Problem details> Reproduce verbatim the lines of the material starting with the line containing "Please annotate every white spot" and going on through the line containing "[378,93,398,116]", both included, and nothing else.

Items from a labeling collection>
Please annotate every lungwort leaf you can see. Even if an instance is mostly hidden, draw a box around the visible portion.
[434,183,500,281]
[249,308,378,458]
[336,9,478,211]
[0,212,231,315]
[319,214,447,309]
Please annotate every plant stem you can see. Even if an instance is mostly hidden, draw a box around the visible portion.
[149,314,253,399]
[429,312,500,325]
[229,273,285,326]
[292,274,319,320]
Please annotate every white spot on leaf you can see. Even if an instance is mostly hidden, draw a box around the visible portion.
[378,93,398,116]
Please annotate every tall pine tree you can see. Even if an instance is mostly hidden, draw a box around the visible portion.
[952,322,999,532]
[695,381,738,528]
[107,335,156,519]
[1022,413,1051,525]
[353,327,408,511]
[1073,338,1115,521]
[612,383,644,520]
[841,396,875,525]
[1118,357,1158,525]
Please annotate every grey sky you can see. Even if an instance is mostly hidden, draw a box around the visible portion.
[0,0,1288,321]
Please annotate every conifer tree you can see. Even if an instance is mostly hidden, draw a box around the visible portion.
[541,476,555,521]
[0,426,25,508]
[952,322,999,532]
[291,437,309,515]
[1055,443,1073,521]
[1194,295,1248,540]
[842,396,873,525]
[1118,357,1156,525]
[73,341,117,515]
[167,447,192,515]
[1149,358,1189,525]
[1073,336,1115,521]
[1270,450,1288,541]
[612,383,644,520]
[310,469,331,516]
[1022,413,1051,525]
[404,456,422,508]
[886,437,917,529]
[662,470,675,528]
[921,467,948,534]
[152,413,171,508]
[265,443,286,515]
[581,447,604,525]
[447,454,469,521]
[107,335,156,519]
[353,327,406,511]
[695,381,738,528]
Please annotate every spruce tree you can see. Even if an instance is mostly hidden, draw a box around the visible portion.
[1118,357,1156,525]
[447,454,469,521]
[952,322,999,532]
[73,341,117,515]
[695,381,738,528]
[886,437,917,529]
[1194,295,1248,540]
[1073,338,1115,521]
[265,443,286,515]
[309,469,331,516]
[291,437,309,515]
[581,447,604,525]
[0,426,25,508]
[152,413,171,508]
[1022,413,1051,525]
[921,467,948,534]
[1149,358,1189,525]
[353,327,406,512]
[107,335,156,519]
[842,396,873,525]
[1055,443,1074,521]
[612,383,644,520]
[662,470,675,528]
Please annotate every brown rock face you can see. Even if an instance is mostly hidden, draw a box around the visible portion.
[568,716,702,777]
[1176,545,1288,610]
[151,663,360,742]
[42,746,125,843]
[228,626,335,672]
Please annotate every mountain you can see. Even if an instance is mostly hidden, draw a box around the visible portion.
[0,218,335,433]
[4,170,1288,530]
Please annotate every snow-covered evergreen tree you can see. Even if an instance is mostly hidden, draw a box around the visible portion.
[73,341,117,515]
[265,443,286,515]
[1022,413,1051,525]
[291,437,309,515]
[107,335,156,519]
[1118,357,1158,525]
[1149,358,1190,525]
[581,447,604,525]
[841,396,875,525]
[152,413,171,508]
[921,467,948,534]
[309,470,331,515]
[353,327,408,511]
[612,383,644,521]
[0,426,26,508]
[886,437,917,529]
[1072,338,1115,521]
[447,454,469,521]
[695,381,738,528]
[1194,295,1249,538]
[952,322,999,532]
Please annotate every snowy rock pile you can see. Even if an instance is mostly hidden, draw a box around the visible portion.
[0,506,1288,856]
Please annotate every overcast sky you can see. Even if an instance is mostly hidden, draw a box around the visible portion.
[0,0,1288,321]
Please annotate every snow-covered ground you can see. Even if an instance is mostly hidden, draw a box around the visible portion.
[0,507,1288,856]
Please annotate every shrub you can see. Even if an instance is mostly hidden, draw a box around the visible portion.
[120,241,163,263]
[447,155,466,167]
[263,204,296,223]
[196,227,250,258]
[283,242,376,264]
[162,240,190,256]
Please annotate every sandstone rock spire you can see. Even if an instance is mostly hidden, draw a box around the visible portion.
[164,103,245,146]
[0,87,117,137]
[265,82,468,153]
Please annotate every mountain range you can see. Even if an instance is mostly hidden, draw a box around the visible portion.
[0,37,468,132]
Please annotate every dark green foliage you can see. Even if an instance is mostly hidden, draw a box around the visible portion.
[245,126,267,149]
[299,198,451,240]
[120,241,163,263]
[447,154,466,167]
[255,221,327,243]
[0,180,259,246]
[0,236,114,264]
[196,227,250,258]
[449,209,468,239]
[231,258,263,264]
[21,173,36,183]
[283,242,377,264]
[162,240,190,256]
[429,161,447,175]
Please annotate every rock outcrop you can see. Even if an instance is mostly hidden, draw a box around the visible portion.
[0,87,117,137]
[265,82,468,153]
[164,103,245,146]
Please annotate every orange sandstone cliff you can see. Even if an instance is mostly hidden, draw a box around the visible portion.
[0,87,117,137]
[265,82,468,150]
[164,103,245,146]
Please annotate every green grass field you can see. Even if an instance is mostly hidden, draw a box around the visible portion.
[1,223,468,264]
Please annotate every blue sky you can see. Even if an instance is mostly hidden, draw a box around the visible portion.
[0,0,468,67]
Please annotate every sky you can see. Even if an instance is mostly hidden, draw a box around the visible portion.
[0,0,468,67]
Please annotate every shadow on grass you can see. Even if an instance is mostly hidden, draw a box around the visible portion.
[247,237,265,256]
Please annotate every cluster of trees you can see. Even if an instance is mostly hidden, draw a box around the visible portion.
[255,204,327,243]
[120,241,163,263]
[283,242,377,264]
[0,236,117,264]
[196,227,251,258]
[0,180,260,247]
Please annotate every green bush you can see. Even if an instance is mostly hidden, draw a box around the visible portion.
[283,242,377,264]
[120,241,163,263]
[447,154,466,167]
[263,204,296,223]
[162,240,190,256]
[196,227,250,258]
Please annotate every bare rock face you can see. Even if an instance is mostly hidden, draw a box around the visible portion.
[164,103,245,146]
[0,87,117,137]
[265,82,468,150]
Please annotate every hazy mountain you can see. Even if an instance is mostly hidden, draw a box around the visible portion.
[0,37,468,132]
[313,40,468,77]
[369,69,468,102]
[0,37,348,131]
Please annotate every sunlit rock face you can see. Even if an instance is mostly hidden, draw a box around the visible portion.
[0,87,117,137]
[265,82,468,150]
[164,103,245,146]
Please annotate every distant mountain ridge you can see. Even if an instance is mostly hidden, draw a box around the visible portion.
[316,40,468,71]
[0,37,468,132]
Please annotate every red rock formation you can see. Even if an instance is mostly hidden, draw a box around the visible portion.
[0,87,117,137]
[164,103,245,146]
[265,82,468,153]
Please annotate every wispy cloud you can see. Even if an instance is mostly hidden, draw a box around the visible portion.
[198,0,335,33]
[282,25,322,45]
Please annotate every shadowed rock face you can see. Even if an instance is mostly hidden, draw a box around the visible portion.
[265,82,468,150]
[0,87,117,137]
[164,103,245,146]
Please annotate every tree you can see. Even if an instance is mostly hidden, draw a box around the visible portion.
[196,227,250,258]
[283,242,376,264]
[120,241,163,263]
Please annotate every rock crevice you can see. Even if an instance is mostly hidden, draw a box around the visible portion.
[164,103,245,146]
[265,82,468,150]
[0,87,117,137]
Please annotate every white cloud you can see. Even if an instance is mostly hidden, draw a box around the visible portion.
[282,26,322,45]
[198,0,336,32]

Correct response>
Please annotate every white spot on leaf you can see. Even if an instance is mostly hidden, draw a box around the visible portion.
[378,93,398,116]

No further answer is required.